## Job
Format the lines of the material below as a JSON list of strings, one string per line and no blank lines, from the line with "Security camera analysis — pinpoint the open" up to and including the line with "top-left (115, 275), bottom-right (495, 427)". Include only those lines.

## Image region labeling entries
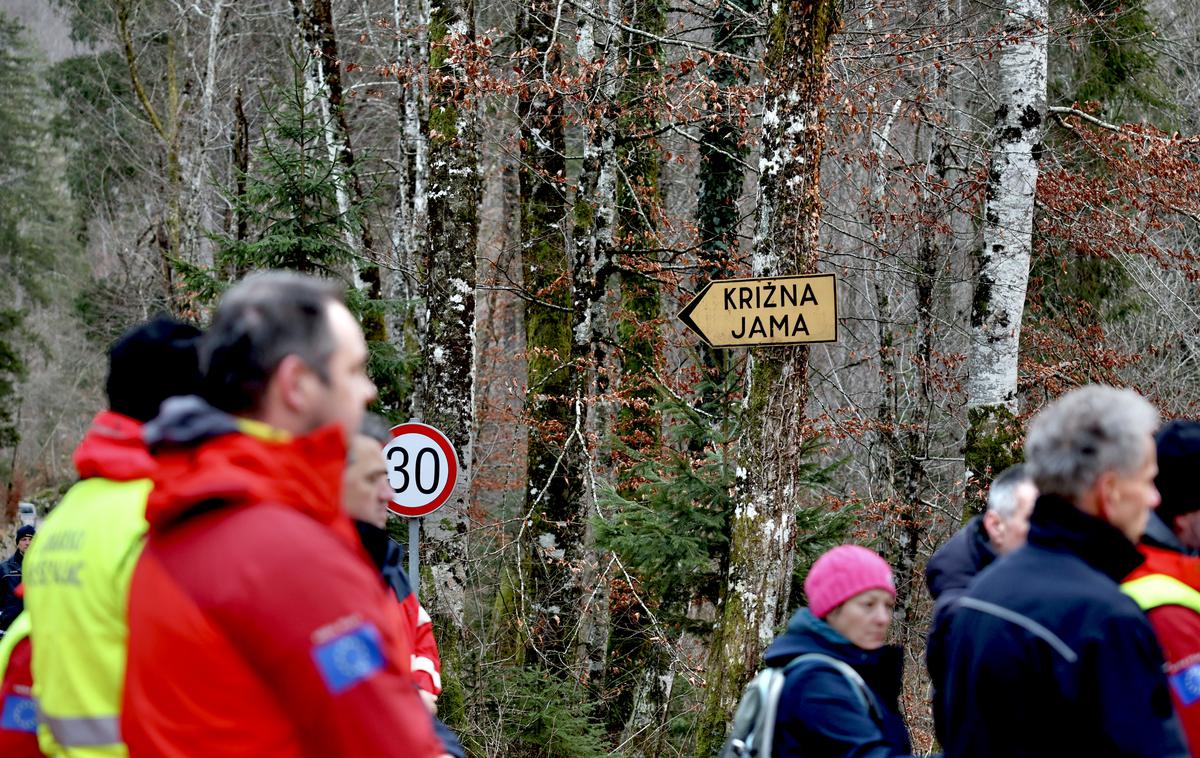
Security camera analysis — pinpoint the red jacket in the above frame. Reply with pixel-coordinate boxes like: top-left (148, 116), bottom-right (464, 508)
top-left (356, 522), bottom-right (451, 694)
top-left (0, 621), bottom-right (42, 758)
top-left (121, 399), bottom-right (442, 758)
top-left (1126, 545), bottom-right (1200, 757)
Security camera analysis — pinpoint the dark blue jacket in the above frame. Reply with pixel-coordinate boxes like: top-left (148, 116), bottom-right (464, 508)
top-left (925, 516), bottom-right (996, 742)
top-left (0, 552), bottom-right (25, 632)
top-left (937, 495), bottom-right (1188, 758)
top-left (763, 608), bottom-right (912, 758)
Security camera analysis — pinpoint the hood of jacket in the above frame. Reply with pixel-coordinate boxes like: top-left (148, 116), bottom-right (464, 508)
top-left (1030, 495), bottom-right (1145, 583)
top-left (143, 396), bottom-right (358, 545)
top-left (925, 516), bottom-right (996, 600)
top-left (763, 608), bottom-right (904, 710)
top-left (74, 410), bottom-right (155, 482)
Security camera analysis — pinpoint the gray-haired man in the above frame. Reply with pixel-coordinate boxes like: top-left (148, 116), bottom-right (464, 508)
top-left (937, 386), bottom-right (1188, 758)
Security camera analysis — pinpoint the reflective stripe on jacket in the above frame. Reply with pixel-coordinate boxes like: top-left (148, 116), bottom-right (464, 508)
top-left (25, 479), bottom-right (151, 757)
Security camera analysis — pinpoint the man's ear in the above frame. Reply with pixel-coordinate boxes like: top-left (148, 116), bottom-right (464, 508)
top-left (983, 511), bottom-right (1004, 545)
top-left (272, 355), bottom-right (317, 411)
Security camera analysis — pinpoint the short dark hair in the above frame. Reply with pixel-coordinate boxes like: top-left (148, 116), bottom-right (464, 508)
top-left (104, 315), bottom-right (202, 423)
top-left (200, 271), bottom-right (342, 414)
top-left (1154, 419), bottom-right (1200, 529)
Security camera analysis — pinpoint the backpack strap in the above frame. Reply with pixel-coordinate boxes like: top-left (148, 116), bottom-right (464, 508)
top-left (773, 652), bottom-right (883, 723)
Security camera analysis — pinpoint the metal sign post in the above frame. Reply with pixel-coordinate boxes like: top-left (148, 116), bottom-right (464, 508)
top-left (383, 420), bottom-right (458, 595)
top-left (408, 518), bottom-right (421, 597)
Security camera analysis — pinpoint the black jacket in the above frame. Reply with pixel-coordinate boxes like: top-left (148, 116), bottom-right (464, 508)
top-left (763, 608), bottom-right (912, 758)
top-left (0, 552), bottom-right (25, 632)
top-left (354, 521), bottom-right (467, 758)
top-left (925, 516), bottom-right (997, 742)
top-left (937, 497), bottom-right (1188, 758)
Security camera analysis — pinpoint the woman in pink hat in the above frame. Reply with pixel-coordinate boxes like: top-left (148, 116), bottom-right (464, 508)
top-left (764, 545), bottom-right (912, 758)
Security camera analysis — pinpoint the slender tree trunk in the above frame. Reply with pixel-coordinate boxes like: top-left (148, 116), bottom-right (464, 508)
top-left (697, 0), bottom-right (839, 756)
top-left (114, 0), bottom-right (186, 311)
top-left (181, 0), bottom-right (227, 266)
top-left (499, 0), bottom-right (583, 670)
top-left (966, 0), bottom-right (1048, 496)
top-left (391, 0), bottom-right (430, 307)
top-left (696, 0), bottom-right (758, 390)
top-left (419, 0), bottom-right (482, 652)
top-left (292, 0), bottom-right (376, 319)
top-left (571, 0), bottom-right (620, 686)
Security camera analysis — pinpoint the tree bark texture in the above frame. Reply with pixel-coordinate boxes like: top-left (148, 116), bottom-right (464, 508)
top-left (500, 0), bottom-right (583, 670)
top-left (696, 0), bottom-right (757, 383)
top-left (571, 0), bottom-right (620, 687)
top-left (292, 0), bottom-right (376, 319)
top-left (418, 0), bottom-right (482, 630)
top-left (966, 0), bottom-right (1049, 484)
top-left (697, 0), bottom-right (839, 756)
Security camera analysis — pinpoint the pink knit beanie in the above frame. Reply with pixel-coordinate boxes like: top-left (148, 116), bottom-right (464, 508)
top-left (804, 545), bottom-right (896, 619)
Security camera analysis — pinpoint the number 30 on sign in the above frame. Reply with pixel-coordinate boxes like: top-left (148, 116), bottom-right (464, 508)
top-left (383, 421), bottom-right (458, 518)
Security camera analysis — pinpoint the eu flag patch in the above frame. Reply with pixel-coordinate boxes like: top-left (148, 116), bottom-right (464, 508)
top-left (312, 624), bottom-right (384, 694)
top-left (1169, 663), bottom-right (1200, 705)
top-left (0, 694), bottom-right (37, 732)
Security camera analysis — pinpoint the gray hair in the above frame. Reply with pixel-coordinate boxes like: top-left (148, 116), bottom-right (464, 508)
top-left (988, 463), bottom-right (1033, 521)
top-left (199, 271), bottom-right (342, 414)
top-left (1025, 384), bottom-right (1158, 500)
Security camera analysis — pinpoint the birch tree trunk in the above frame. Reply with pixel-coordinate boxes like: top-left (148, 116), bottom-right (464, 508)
top-left (180, 0), bottom-right (227, 267)
top-left (497, 0), bottom-right (582, 670)
top-left (696, 0), bottom-right (838, 756)
top-left (391, 0), bottom-right (431, 311)
top-left (113, 0), bottom-right (187, 311)
top-left (419, 0), bottom-right (482, 647)
top-left (571, 0), bottom-right (620, 686)
top-left (966, 0), bottom-right (1049, 491)
top-left (292, 0), bottom-right (376, 316)
top-left (696, 0), bottom-right (757, 383)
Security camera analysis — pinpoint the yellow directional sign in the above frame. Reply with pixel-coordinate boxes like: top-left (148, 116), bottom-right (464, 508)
top-left (679, 273), bottom-right (838, 348)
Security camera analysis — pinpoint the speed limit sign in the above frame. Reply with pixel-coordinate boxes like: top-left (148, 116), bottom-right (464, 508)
top-left (383, 421), bottom-right (458, 517)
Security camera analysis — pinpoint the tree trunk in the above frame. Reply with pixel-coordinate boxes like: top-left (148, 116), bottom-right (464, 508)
top-left (418, 0), bottom-right (482, 652)
top-left (696, 0), bottom-right (758, 390)
top-left (181, 0), bottom-right (227, 267)
top-left (500, 0), bottom-right (583, 670)
top-left (571, 0), bottom-right (619, 686)
top-left (697, 0), bottom-right (838, 756)
top-left (966, 0), bottom-right (1048, 496)
top-left (292, 0), bottom-right (376, 319)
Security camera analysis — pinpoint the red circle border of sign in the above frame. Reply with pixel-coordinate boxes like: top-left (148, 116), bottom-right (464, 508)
top-left (388, 421), bottom-right (458, 518)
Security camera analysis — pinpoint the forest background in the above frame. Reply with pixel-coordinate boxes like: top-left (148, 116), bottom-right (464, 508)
top-left (0, 0), bottom-right (1200, 756)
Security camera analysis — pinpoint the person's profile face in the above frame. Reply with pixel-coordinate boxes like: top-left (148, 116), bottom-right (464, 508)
top-left (1099, 435), bottom-right (1162, 542)
top-left (312, 302), bottom-right (376, 440)
top-left (342, 434), bottom-right (391, 529)
top-left (824, 589), bottom-right (895, 650)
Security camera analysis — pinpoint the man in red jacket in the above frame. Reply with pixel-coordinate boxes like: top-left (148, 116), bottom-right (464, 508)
top-left (121, 272), bottom-right (443, 758)
top-left (1121, 421), bottom-right (1200, 757)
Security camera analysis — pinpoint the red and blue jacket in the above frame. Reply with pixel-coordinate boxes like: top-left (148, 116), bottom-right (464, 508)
top-left (121, 398), bottom-right (443, 758)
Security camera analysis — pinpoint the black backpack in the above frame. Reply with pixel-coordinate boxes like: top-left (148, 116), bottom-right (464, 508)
top-left (718, 652), bottom-right (880, 758)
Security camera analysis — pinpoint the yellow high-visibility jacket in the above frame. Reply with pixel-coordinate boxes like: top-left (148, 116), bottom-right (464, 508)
top-left (24, 414), bottom-right (152, 758)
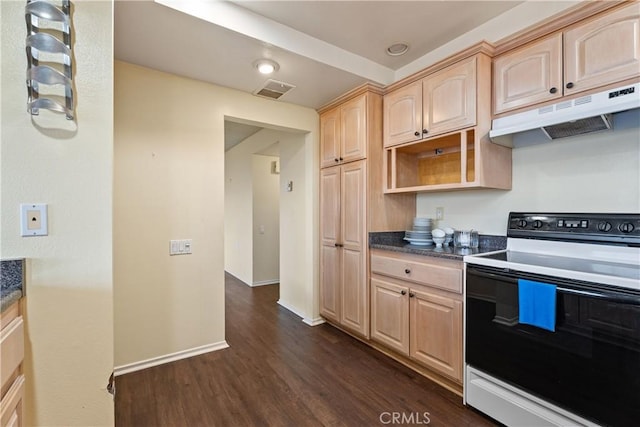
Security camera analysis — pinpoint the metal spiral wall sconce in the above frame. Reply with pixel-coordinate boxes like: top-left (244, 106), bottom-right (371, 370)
top-left (25, 0), bottom-right (75, 120)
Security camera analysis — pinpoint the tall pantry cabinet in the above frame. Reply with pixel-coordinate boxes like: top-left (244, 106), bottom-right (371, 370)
top-left (319, 84), bottom-right (415, 338)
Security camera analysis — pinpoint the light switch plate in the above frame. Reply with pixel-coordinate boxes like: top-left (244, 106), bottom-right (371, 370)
top-left (20, 203), bottom-right (49, 237)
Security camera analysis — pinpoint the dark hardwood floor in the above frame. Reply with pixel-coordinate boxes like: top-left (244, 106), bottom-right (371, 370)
top-left (115, 275), bottom-right (494, 427)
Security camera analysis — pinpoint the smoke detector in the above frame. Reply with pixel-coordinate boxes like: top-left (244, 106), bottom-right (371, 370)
top-left (253, 79), bottom-right (295, 99)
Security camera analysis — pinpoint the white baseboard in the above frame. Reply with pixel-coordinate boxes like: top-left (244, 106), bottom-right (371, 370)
top-left (278, 300), bottom-right (324, 326)
top-left (113, 341), bottom-right (229, 377)
top-left (250, 279), bottom-right (280, 288)
top-left (302, 317), bottom-right (326, 326)
top-left (278, 299), bottom-right (304, 318)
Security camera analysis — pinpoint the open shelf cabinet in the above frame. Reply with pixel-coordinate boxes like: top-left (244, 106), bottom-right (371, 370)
top-left (384, 127), bottom-right (511, 193)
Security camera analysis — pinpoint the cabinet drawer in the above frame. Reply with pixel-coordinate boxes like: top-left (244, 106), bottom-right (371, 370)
top-left (371, 254), bottom-right (462, 293)
top-left (0, 316), bottom-right (24, 389)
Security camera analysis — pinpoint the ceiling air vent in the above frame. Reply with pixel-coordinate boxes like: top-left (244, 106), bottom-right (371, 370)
top-left (253, 79), bottom-right (295, 99)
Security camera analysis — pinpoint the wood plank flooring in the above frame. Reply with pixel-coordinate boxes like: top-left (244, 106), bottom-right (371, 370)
top-left (115, 275), bottom-right (495, 427)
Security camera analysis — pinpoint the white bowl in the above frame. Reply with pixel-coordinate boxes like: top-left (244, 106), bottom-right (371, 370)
top-left (433, 237), bottom-right (446, 248)
top-left (431, 228), bottom-right (446, 242)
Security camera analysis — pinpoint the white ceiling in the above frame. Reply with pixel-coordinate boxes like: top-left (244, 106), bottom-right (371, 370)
top-left (114, 0), bottom-right (521, 109)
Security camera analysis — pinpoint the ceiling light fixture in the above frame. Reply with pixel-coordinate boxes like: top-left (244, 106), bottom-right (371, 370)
top-left (253, 59), bottom-right (280, 74)
top-left (387, 42), bottom-right (409, 56)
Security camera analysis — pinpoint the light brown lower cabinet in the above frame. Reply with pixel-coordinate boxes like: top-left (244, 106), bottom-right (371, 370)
top-left (0, 302), bottom-right (25, 427)
top-left (370, 250), bottom-right (463, 384)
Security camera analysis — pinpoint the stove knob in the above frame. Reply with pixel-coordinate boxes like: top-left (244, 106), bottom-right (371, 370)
top-left (598, 221), bottom-right (611, 233)
top-left (618, 222), bottom-right (635, 233)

## Exercise solution
[
  "Security camera analysis — pinpoint the open shelf cabinet in the above frame. Reply with pixel-coordinate boxes like: top-left (244, 106), bottom-right (371, 370)",
  "top-left (384, 127), bottom-right (511, 193)",
  "Security camera analysis — pinpoint the cabinet drawer in the above frame. Reply with pixel-coordinate boxes like: top-left (244, 106), bottom-right (371, 370)",
  "top-left (371, 254), bottom-right (462, 293)",
  "top-left (0, 316), bottom-right (24, 389)",
  "Security camera analysis — pinpoint the ceiling air vent in the above frame. Reply with pixel-coordinate boxes like: top-left (244, 106), bottom-right (371, 370)",
  "top-left (253, 79), bottom-right (295, 99)",
  "Security camera analysis — pinpoint the wood plank flooring in the above frame. Reply with pixel-coordinate boxes like: top-left (244, 106), bottom-right (371, 370)",
  "top-left (115, 275), bottom-right (495, 427)"
]